__Instruction__. Show every line of the data below that contains the string "pole", copying each such line in full.

== == ==

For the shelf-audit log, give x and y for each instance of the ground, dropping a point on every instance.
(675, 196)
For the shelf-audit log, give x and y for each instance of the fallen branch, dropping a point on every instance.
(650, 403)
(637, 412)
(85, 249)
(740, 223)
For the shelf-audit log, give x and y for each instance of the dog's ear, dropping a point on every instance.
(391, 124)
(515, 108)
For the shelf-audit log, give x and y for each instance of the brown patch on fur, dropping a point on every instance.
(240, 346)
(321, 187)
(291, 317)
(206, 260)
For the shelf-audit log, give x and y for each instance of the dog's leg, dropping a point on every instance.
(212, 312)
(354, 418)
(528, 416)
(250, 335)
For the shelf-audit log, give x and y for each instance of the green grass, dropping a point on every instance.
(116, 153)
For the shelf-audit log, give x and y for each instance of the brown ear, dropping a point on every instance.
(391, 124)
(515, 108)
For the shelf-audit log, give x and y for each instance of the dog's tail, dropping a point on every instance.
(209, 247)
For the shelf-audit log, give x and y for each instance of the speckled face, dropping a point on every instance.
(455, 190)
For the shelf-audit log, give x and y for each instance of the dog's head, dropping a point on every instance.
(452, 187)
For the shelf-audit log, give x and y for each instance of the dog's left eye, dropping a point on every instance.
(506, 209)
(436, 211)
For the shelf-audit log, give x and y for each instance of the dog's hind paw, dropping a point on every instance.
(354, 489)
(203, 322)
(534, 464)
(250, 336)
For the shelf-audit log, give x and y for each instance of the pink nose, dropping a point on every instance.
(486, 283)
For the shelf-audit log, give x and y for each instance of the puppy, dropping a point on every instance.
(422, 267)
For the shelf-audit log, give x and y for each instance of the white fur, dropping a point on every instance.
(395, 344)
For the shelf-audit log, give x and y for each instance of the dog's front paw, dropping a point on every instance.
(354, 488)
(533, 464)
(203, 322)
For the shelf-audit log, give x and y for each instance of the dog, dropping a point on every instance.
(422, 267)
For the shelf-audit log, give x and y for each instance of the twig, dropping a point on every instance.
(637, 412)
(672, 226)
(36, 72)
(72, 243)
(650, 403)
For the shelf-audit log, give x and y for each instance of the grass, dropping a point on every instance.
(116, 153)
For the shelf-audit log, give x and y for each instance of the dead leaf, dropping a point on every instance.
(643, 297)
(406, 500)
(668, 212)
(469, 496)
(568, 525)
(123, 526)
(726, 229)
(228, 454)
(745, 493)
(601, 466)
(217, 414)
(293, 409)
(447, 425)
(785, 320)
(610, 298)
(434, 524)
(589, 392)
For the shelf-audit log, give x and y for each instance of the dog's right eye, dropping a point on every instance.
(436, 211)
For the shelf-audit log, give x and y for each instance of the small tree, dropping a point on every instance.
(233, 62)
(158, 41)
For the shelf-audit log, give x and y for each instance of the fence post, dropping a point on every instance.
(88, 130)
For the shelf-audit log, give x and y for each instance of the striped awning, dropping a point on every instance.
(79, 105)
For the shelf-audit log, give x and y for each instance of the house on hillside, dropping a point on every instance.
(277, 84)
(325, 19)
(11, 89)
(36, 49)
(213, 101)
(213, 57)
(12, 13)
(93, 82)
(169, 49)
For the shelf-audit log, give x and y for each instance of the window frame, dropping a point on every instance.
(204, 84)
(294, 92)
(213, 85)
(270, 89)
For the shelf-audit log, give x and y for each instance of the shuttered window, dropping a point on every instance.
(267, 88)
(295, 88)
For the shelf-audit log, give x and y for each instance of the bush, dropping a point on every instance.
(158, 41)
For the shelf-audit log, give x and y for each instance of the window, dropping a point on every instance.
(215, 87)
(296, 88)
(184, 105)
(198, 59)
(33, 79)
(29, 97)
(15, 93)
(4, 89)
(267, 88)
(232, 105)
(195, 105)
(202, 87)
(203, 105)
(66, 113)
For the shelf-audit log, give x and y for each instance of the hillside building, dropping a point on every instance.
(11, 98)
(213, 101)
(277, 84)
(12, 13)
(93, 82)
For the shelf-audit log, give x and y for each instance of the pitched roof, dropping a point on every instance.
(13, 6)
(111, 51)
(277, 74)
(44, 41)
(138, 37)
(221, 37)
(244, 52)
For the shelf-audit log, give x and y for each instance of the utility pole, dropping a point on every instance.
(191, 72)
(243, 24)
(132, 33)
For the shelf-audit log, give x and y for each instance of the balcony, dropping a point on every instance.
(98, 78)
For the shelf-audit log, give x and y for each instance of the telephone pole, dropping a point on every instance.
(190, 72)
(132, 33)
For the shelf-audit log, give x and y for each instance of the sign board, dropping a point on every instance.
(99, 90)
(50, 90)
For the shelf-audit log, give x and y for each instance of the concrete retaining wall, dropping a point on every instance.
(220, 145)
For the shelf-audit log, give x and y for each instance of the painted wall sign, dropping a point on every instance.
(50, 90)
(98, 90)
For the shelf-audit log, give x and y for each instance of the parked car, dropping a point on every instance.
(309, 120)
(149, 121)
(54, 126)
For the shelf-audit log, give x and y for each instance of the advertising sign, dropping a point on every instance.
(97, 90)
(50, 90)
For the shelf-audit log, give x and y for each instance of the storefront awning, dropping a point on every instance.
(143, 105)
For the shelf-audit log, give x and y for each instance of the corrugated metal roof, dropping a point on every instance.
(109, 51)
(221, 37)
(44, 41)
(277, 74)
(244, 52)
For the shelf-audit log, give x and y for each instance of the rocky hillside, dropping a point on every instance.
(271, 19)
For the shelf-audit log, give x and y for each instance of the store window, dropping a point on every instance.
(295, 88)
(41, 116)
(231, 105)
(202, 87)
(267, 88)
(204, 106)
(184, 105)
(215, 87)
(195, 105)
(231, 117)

== == ==

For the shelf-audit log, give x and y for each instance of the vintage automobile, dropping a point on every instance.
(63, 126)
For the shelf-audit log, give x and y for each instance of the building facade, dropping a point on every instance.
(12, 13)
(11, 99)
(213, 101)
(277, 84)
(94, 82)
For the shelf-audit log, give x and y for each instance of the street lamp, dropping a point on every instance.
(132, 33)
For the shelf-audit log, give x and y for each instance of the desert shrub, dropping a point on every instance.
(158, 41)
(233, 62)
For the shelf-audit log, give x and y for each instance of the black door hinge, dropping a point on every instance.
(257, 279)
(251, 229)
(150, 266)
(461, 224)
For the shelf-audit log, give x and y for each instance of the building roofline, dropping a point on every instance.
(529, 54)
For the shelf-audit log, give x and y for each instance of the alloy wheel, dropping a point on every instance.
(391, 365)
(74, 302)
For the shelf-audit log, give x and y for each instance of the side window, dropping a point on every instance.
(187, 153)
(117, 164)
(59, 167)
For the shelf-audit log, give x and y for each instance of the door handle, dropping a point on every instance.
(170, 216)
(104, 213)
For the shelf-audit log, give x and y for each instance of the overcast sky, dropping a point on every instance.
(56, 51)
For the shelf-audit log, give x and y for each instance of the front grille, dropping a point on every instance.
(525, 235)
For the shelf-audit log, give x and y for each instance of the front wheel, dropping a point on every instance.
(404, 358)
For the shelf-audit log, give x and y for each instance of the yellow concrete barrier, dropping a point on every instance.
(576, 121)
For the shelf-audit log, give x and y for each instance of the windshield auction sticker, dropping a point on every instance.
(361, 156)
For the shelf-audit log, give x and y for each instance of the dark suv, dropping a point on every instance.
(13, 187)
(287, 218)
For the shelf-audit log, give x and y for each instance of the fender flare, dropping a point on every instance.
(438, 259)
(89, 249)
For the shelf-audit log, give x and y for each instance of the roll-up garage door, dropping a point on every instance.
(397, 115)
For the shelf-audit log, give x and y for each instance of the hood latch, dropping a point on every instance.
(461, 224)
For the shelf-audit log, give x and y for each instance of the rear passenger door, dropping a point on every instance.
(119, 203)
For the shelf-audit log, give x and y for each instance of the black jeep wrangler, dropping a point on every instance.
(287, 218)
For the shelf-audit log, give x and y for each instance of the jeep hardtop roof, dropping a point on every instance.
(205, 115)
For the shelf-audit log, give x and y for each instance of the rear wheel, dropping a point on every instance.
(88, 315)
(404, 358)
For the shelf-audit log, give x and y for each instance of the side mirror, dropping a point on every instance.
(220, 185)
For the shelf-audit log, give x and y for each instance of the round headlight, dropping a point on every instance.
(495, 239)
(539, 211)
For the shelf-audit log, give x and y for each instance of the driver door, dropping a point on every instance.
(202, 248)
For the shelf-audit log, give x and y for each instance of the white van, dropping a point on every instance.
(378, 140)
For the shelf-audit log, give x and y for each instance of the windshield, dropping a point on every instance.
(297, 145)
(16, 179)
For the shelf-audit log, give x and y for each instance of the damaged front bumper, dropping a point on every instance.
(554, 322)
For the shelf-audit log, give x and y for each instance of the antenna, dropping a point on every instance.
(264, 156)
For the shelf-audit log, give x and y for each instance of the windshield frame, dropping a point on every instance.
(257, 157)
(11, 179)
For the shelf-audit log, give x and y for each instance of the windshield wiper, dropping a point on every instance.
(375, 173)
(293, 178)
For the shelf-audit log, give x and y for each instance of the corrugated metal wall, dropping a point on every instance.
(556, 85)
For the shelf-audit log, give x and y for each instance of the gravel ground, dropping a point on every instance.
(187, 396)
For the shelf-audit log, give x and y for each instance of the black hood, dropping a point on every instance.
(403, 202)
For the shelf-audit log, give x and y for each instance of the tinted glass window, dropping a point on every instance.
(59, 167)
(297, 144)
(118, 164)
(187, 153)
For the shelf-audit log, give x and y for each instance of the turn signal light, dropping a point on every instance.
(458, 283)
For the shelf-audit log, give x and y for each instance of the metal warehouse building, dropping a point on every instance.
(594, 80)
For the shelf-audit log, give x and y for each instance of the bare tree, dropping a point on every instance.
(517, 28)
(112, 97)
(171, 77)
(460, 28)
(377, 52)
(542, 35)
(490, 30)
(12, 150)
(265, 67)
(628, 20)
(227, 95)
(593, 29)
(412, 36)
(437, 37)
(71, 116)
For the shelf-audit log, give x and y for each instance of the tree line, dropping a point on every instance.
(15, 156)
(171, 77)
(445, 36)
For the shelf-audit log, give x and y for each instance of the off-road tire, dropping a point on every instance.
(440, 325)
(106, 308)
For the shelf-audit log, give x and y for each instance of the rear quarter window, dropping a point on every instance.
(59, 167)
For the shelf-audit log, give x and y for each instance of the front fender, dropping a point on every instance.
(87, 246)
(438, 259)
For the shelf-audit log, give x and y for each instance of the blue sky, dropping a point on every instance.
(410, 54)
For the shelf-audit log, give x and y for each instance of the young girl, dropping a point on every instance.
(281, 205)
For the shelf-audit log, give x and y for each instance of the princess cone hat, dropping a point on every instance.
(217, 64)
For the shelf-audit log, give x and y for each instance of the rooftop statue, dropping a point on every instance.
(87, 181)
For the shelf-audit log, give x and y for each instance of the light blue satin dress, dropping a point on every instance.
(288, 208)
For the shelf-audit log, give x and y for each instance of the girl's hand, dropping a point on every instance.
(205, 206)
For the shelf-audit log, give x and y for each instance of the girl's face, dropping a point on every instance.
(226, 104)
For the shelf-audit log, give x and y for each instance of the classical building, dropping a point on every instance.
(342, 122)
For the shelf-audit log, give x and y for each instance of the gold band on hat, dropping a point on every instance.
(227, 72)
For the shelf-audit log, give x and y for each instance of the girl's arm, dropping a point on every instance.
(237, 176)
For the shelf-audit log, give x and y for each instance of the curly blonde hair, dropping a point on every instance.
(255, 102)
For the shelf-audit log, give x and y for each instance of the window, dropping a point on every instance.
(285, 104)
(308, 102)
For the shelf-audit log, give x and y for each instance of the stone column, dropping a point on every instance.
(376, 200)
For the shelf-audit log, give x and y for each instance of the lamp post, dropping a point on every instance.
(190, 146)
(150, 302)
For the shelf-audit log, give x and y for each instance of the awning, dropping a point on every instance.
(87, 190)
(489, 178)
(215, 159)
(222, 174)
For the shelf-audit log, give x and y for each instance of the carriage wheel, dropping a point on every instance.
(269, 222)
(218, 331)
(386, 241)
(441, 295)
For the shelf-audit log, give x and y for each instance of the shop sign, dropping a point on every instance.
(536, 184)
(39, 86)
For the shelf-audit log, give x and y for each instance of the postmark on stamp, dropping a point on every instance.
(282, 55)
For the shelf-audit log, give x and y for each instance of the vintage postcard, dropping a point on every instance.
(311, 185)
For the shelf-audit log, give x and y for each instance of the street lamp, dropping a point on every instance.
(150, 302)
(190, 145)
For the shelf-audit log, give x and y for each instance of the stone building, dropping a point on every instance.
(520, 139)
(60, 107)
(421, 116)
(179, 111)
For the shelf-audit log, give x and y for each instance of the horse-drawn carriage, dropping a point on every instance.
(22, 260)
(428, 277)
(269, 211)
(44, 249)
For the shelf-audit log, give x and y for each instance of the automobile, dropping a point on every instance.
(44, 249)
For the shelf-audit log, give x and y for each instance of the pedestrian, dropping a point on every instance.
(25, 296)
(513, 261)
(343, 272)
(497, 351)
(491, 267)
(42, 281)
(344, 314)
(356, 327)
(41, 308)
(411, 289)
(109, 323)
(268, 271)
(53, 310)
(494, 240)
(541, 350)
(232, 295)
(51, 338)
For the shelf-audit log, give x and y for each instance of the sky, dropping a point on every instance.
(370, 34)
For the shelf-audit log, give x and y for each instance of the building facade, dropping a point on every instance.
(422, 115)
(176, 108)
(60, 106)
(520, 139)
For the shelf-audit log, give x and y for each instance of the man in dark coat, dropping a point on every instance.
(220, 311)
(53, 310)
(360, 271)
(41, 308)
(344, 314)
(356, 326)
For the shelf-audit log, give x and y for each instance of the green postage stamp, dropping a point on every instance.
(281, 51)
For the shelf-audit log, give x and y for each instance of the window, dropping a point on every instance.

== == ==

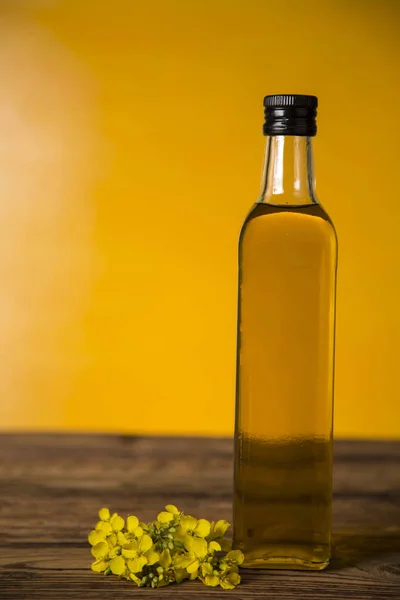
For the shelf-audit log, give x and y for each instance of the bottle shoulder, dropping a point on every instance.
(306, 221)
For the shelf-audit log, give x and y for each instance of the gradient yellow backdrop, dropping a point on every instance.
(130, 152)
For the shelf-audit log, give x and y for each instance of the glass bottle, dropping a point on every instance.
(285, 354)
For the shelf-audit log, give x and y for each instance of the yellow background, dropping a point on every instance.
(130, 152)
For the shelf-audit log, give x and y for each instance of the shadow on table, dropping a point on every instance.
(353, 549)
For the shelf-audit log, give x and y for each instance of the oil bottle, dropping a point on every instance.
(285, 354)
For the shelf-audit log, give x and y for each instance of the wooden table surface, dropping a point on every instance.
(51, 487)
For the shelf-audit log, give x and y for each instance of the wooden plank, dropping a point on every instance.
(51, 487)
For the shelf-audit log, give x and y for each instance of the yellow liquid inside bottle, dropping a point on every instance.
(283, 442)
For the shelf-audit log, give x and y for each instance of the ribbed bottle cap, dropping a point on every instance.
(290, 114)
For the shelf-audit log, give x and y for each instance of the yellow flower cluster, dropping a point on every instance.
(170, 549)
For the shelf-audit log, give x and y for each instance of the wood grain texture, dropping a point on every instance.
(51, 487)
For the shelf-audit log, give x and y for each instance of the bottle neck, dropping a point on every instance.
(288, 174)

== == ==

__Answer__.
For the shelf-audit log, give x and y for each instance of the utility pole, dropping a point on every instance.
For the shelf-audit log, give x and y for each instance of the telephone pole, dropping a point on every instance.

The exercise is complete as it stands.